## Page text
[Begin]

We set $\Omega:={\bf R}$, $A^n_M:=\{|u_n|>M\}$, where $n\in {\bf N}$ and $M>0$. We also set $A^{\infty}_{M_0}:=\cup_{k=1}^{+\infty}A^k_{M_0}=\cup_{k=1}^{+\infty}\{|u_k|>M_0\}$. It is enough to show that it holds that $$ (B) \lim_{M\rightarrow+\infty}{\rm sup}_{n\in {\bf N}}\lambda(A^{n}_M)=0\;. $$ By the Markov-Chebyshev inequality, for $n\in {\bf N}$ and $M\geq M_0$ we have $$ (C)\;\;\;\lambda(A^n_M)\leq{{\int_{A^n_M}|u_n|}\over{M}}\leq {{\int_{A^{\infty}_{M_0}}|u_n|}\over{M}}\;, $$ where $A^{\infty}_{M_0}$ is the domain of integration which satisfies $\lambda(A^{\infty}_{M_0})<+\infty$. Since $(u_n)$ is equi-integrable on $\Omega:={\bf R}$, $(u_n)$ is also equi-integrable on $A^{\infty}_{M_0}$. Since $\lambda(A^{\infty}_{M_0})<+\infty$, by Remark 3 it follows that $(u_n)$ is bounded in ${\rm L}^{1}(A^{\infty}_{M_0})$.

(Notice that, by Remark2, it follows that $(u_n)$ is uniformly integrable on $A^{\infty}_{M_0}$. Finally, by the definition of $A^{\infty}_{M_0}$, we observe that we have the following equivalence: $(u_n)$ is uniformly integrable on $\Omega$ iff there exists $M_0>0$ such that $(u_n)$ is uniformly integrable on $A^{\infty}_{M_0}$. This already completes the proof).

In addition, to make the argument clear, we infer the following:

From the inequality (C), as we apply the ${\rm sup}_{n\in {\bf N}}$, we get $$ {\rm sup}_{n\in {\bf N}}\lambda(A^n_M)\leq {{C_0}\over{M}}\;, $$ where $M\geq M_0$ and where $C_0=C_0(M_0)<+\infty$. Hence, we get (B). Now it is easy to see that (B) implies uniform integrability of $(u_n)$ on $\Omega$. I made some remarks about this last argument in my question which is already closed, here is the link:

On equivalence of uniform integrability and equi-integrability for ${\rm L}^1$-bounded sequences: understanding the proof

This closed question specifically deals with the fact that in the definition of equi-integrability we can actually allow set $E$ to depend on $n$ without changing the notion of equi-integrability.

This completes the proof (of the partial answer to my question).

[End]

## Raw data
[Begin]

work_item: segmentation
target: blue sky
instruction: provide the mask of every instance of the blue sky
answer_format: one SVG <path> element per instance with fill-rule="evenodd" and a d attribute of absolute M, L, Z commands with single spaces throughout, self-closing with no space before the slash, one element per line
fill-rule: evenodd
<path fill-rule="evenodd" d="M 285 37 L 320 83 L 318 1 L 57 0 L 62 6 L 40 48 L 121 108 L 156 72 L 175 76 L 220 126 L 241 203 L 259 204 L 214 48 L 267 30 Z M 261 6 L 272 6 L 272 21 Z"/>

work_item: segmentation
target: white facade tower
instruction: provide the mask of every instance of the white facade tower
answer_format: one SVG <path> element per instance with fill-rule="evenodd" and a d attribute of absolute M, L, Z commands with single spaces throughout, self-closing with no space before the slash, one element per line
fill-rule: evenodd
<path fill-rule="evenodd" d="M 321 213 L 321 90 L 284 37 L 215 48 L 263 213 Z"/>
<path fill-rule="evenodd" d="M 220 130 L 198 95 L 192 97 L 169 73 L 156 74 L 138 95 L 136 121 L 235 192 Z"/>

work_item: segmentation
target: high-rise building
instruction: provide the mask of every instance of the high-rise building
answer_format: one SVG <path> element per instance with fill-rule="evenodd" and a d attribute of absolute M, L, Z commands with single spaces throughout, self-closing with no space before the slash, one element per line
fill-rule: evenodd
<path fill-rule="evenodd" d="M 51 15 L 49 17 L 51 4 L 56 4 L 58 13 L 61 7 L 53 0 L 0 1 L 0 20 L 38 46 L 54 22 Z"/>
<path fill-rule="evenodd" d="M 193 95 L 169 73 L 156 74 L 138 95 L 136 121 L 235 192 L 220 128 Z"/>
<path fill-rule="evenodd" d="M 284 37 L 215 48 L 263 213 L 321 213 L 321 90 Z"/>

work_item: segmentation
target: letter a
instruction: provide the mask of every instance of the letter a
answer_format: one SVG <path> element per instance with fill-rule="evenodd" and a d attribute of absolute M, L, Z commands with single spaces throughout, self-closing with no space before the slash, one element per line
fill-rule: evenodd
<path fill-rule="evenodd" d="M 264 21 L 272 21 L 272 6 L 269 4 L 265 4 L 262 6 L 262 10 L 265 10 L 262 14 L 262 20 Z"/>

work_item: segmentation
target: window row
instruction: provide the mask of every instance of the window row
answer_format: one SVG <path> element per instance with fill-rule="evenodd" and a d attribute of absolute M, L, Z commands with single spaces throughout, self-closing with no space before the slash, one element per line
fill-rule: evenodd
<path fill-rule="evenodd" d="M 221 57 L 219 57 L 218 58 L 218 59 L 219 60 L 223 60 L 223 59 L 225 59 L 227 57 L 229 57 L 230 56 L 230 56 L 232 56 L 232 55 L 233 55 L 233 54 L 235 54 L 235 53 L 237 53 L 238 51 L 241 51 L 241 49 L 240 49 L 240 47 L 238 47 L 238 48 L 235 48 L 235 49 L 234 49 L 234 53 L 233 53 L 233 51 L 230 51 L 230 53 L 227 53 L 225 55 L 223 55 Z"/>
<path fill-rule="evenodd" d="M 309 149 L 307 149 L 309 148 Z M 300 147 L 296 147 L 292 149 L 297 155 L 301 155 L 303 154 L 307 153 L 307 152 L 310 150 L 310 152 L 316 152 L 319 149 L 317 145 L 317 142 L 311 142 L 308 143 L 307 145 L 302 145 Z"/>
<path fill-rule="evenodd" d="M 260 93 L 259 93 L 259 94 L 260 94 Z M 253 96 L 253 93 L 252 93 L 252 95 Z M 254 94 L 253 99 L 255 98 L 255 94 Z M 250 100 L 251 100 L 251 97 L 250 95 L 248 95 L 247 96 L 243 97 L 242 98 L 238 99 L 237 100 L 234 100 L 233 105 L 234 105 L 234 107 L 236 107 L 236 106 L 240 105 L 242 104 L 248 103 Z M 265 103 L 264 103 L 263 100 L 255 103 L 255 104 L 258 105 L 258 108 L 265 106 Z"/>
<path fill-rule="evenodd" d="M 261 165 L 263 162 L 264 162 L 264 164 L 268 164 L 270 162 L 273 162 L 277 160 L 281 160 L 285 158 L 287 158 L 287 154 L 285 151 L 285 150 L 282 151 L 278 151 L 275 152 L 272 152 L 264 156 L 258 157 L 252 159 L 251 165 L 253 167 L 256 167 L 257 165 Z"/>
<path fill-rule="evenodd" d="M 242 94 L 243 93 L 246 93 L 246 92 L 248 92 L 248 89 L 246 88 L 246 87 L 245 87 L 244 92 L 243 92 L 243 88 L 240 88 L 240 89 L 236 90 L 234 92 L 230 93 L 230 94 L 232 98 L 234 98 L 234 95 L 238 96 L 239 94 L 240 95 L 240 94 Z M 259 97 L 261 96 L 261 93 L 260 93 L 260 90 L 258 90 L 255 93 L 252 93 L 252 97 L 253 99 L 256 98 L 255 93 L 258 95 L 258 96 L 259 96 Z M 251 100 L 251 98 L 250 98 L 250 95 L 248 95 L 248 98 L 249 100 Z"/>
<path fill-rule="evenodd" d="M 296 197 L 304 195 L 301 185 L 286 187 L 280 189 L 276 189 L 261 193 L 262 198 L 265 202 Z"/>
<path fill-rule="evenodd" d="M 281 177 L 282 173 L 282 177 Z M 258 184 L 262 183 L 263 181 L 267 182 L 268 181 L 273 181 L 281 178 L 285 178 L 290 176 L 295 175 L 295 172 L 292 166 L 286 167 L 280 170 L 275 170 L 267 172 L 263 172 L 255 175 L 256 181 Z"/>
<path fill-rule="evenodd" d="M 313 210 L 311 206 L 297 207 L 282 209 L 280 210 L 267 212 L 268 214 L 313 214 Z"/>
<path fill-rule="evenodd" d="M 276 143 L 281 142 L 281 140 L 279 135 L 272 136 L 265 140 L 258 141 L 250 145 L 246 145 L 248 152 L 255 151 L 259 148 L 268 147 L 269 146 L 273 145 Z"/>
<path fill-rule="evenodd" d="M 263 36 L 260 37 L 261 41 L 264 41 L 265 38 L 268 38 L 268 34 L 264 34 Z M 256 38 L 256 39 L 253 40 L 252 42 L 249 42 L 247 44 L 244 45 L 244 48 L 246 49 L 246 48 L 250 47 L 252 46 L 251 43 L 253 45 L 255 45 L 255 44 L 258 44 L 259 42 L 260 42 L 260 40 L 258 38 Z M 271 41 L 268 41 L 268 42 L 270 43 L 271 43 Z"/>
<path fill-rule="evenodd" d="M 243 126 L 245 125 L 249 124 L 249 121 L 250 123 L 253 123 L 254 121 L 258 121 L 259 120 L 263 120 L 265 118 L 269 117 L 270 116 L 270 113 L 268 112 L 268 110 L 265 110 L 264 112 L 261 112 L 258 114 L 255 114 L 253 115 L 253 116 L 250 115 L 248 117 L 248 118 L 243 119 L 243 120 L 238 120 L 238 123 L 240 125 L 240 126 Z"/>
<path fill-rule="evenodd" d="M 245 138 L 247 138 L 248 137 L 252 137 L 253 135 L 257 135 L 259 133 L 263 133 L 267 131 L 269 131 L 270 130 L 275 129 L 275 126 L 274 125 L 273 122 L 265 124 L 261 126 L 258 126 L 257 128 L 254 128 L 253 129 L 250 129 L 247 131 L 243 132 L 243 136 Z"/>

[End]

## Written instruction
Carry on the forum post above on uniform integrability and equi-integrability, continuing after its last sentence.

## Output for this exercise
Remark6. In the proof in Remark5, if we assume that there exists $M_0>0$ such that for every $n\in {\bf N}$ it holds that $$ (D)\;\;\;\lambda\{|u_n|>M_0\}<+\infty. $$ is it enough to obtain the conclusion of Remark5?. Condition (D) would be much weaker condition than (A), and easier to verify. Maybe we can introduce a version of equi-integrability for the sequence $(u_n)$ such that $u_n:\Omega_n\rightarrow {\bf R}$, where the domains $\Omega_n$ are allowed to depend on $n$. Then, possibly, we can go through the proofs of usual theorems (proofs are available in the aforementioned closed question) which explain the connection between equi-integrability and uniform integrability, and it would follow (maybe) that, under the assumption (D), we have the equivalence of equi-integrability and uniform integrability. I am not sure about this.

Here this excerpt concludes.